═════ Input data ═════

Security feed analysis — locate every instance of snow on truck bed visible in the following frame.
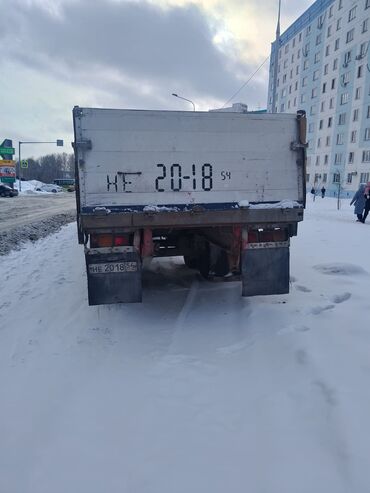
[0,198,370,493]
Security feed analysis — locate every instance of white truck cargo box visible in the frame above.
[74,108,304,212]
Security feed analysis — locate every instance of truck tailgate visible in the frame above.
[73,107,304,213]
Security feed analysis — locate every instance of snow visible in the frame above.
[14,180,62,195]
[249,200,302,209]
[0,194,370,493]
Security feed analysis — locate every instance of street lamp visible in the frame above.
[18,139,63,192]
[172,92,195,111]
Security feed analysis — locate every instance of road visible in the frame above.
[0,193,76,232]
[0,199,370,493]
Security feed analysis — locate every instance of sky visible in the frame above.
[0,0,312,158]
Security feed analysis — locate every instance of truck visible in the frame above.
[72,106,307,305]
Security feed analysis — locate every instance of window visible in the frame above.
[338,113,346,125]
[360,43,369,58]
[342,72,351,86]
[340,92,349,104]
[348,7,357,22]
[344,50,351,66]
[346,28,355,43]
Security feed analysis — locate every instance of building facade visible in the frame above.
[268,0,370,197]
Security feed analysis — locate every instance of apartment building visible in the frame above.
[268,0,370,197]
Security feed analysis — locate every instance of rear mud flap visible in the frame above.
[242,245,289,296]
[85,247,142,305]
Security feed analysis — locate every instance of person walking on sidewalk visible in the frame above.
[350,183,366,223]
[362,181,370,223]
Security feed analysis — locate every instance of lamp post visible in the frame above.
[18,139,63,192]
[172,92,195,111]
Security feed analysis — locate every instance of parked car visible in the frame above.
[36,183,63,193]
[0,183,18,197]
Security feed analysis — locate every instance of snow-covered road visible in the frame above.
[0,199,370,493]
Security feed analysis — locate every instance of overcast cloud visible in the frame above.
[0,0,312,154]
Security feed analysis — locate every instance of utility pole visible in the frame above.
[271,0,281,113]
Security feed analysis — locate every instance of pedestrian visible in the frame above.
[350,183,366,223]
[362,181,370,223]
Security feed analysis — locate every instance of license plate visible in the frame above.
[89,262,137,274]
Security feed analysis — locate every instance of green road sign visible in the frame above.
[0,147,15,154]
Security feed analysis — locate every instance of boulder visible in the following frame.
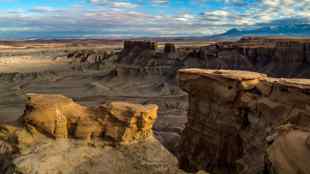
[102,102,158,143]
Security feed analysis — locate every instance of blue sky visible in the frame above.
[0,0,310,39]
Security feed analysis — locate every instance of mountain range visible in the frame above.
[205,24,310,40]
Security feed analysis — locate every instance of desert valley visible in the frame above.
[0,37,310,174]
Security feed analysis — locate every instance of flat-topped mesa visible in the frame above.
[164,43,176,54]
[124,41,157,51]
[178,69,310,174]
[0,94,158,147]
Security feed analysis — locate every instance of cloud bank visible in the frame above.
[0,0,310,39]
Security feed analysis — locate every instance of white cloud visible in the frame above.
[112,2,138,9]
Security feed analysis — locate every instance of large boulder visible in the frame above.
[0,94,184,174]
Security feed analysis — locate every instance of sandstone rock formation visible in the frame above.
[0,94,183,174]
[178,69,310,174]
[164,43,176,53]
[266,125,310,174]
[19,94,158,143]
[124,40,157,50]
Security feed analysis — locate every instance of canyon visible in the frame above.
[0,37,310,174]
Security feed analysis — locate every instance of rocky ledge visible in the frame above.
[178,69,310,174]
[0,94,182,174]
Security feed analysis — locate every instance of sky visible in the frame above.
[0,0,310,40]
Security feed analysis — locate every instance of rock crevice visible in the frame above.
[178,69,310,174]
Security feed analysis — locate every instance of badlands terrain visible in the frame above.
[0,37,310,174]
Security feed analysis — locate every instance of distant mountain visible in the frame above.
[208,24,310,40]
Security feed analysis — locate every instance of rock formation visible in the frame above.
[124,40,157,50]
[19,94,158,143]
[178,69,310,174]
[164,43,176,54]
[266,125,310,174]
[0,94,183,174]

═════
═════ Input data ═════

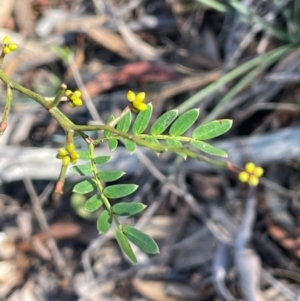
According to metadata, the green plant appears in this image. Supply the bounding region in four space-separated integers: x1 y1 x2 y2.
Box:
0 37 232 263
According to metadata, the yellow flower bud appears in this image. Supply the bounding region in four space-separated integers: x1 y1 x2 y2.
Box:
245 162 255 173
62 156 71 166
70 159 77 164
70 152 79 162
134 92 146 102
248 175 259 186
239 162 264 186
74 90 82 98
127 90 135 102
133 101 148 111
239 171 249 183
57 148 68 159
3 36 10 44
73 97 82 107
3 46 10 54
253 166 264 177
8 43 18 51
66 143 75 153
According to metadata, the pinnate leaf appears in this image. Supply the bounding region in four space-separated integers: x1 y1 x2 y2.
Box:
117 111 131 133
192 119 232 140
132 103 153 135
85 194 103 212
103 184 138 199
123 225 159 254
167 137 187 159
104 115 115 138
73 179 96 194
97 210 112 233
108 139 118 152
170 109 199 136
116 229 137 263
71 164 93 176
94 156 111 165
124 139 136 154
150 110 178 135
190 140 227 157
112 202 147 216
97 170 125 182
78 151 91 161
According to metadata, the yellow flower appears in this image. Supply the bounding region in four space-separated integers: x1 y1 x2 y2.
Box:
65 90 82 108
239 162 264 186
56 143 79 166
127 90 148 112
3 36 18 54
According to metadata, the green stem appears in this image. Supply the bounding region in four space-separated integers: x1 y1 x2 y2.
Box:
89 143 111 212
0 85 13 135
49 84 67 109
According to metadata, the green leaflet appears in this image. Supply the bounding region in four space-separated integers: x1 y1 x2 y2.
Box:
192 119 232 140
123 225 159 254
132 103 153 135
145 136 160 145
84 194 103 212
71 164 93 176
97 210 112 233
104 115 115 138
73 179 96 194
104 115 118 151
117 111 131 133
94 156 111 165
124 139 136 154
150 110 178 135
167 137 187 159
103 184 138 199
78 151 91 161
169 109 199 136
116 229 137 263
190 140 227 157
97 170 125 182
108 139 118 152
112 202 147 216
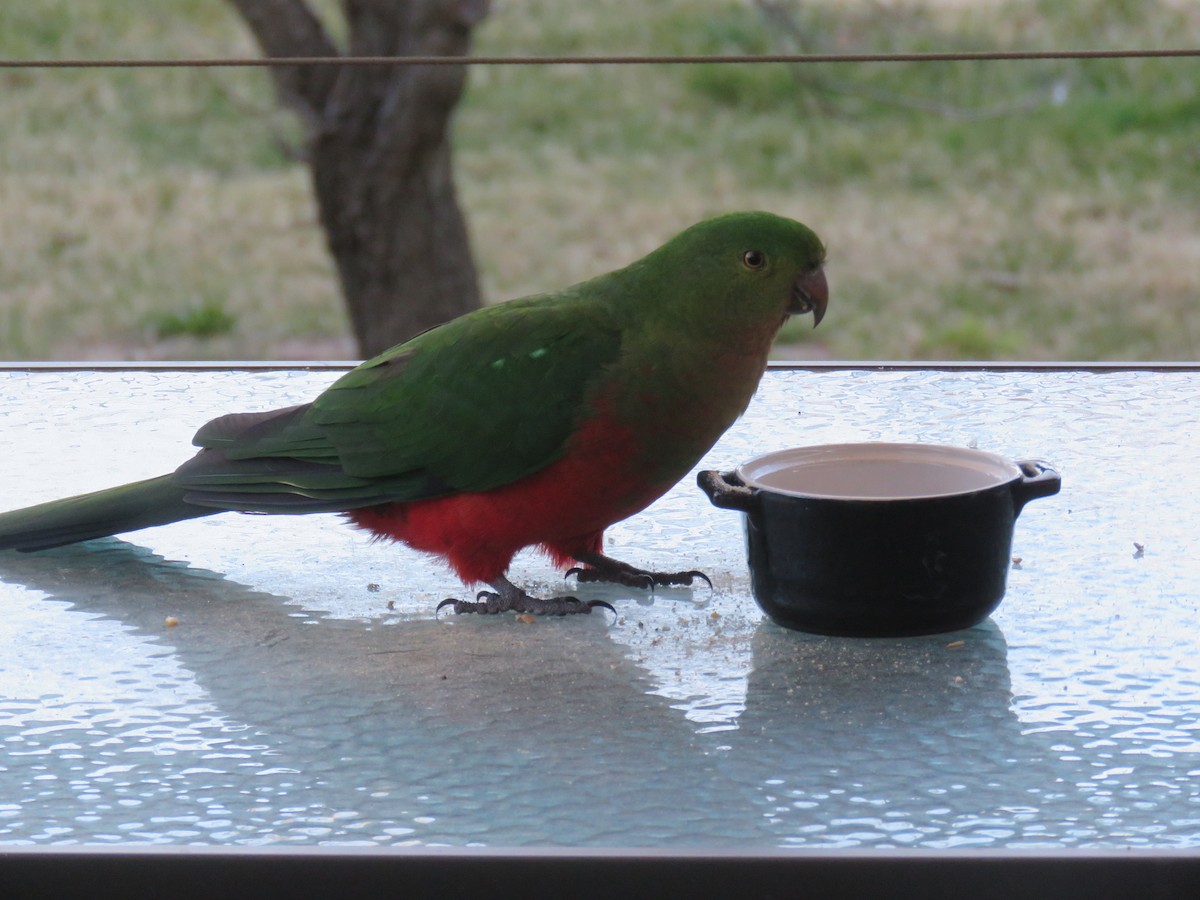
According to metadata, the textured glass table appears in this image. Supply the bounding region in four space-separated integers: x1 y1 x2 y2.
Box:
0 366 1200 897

═════

Task prompt -
Find every line in the records above that contains the word "formation", matching case exactly, and copy each of those lines in full.

Output for this exercise -
Security feed analysis — locate every instance of sandstone rock formation visible in the frame above.
Security feed analysis — locate every instance of rock formation visible in the frame above.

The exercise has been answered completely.